§ **WORK ORDER**
Leaving out the images, please reproduce each line below exactly.

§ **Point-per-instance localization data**
+-------+

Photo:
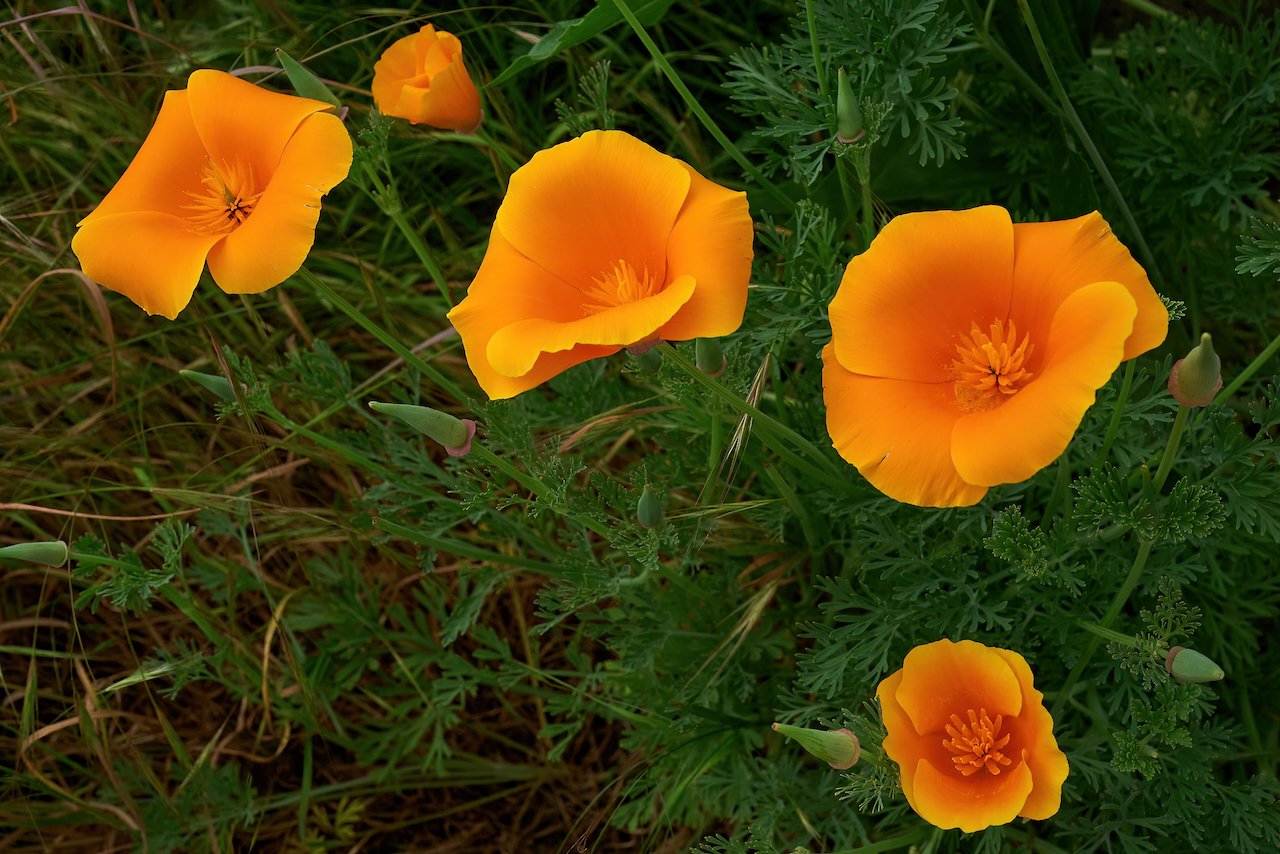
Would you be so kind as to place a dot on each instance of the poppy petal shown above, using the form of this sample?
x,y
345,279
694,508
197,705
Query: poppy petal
x,y
947,800
712,242
926,279
1032,428
240,122
152,259
1052,260
945,679
897,433
1041,753
274,241
513,350
165,169
580,208
508,288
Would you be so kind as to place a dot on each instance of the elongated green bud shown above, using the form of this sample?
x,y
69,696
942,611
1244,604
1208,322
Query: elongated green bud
x,y
837,748
849,115
1189,666
45,553
1196,379
455,434
305,83
219,386
649,510
709,357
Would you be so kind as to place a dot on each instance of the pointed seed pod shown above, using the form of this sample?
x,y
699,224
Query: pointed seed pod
x,y
1197,378
837,748
455,434
1189,666
219,386
849,115
53,553
649,510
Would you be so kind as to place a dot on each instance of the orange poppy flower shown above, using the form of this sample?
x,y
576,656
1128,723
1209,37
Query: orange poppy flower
x,y
967,348
602,243
231,173
972,736
424,80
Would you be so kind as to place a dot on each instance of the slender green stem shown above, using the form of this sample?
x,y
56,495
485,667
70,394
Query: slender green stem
x,y
696,109
388,201
813,44
383,336
1087,141
1249,370
780,434
863,164
1175,438
1118,603
891,844
846,192
1116,415
1139,563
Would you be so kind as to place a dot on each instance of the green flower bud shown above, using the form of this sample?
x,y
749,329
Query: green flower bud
x,y
219,386
648,361
709,357
849,117
305,83
1196,379
1189,666
455,434
45,553
837,748
649,510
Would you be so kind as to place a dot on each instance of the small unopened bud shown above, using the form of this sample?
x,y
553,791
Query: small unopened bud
x,y
455,434
219,386
849,117
305,83
1189,666
649,510
837,748
709,357
1196,379
45,553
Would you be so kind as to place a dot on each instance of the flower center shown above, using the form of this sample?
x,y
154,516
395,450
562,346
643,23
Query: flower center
x,y
977,744
988,368
225,199
620,286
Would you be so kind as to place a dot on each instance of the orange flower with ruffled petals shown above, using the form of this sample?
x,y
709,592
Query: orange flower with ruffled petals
x,y
967,348
229,173
424,80
602,243
972,736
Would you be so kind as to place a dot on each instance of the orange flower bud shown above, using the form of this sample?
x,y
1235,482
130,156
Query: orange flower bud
x,y
1197,379
424,80
972,736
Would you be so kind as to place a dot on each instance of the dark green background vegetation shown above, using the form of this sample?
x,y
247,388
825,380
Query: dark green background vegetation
x,y
291,625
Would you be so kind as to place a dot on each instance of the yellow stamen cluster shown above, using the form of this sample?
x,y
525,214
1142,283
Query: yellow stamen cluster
x,y
988,368
618,287
977,744
227,200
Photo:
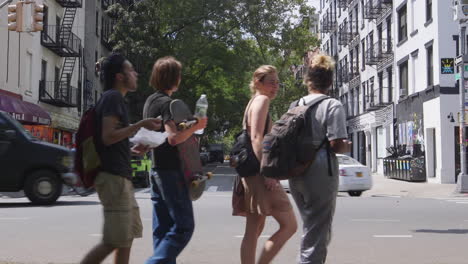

+-------+

§ **PROBLEM SOLUTION**
Photo:
Would you be so kind as to place a dot on each instance of the poppy petal shown above, using the form of this sample?
x,y
345,279
694,508
197,705
Query: poppy petal
x,y
947,800
712,242
926,279
1032,428
240,122
152,259
1052,260
945,679
897,433
1041,753
274,241
513,350
165,169
580,208
508,288
Would you be so kind as to place a dot on each instance of the elongated green bud shown above, using the form of this sample?
x,y
69,696
942,611
1244,604
1208,322
Query: elongated green bud
x,y
837,748
849,115
1189,666
45,553
1196,379
455,434
305,83
219,386
649,510
709,357
Would you be so kind as to place a dot on each instance of the pointed seed pod shown above, using the form of this sample?
x,y
699,224
Query: pointed seed pod
x,y
1197,378
837,748
455,434
1189,666
219,386
849,115
53,553
649,510
Would you be so kind as to place a dot on each instance of the orange poppy flower shown above, using the form of this sample?
x,y
576,656
1128,723
1209,37
Query: orange poppy flower
x,y
967,348
602,243
231,173
972,736
424,80
Would you be so kind as to place a dot on each instance of the slender green stem shown above, using the form of this sample?
x,y
56,495
485,667
70,394
Query: slender green stem
x,y
696,109
388,201
813,44
383,336
1087,141
1249,370
780,434
863,164
1175,438
1118,603
891,844
846,192
1116,415
1139,563
Would you be so kind as to place a dot on each instance of the green flower bud shown above, using the form of this sample?
x,y
749,329
Query: green flower bud
x,y
219,386
648,361
709,357
849,117
305,83
1196,379
1189,666
455,434
45,553
837,748
649,510
Would you be so kind as to place a dot on each instance of the small unopened bud shown above, using the form of this sample?
x,y
553,791
Query: small unopened bud
x,y
455,434
219,386
849,117
305,83
1189,666
649,510
837,748
709,357
1196,379
45,553
Would you be so kind as to place a dot on each instance of the flower center shown above, using the form of this sample?
x,y
154,516
395,450
562,346
643,23
Query: flower center
x,y
977,744
988,368
225,199
620,286
Would you be so kind as to place a dot on each instance of the orange flower with ruffled petals shown above, using the form of this sample?
x,y
709,592
Query: orange flower with ruffled petals
x,y
967,348
229,173
424,80
602,243
972,736
Would you be so kind as to place a dot on each instance of the orange flower bud shown above, using the form of this sample?
x,y
1235,482
130,156
Query: orange flower bud
x,y
1197,379
424,80
972,736
Would you be so kind as to place a dot on each instance of the dark green background vegetation shown above, using the form of this sample?
x,y
247,388
825,380
Query: dark green background vegetation
x,y
291,625
Would you be so kind as to place a dot on each instance of the yellow stamen cluster shown above, using the form of this sample?
x,y
525,214
1142,283
Query: yellow stamen cluster
x,y
988,368
618,287
977,744
227,200
Photo:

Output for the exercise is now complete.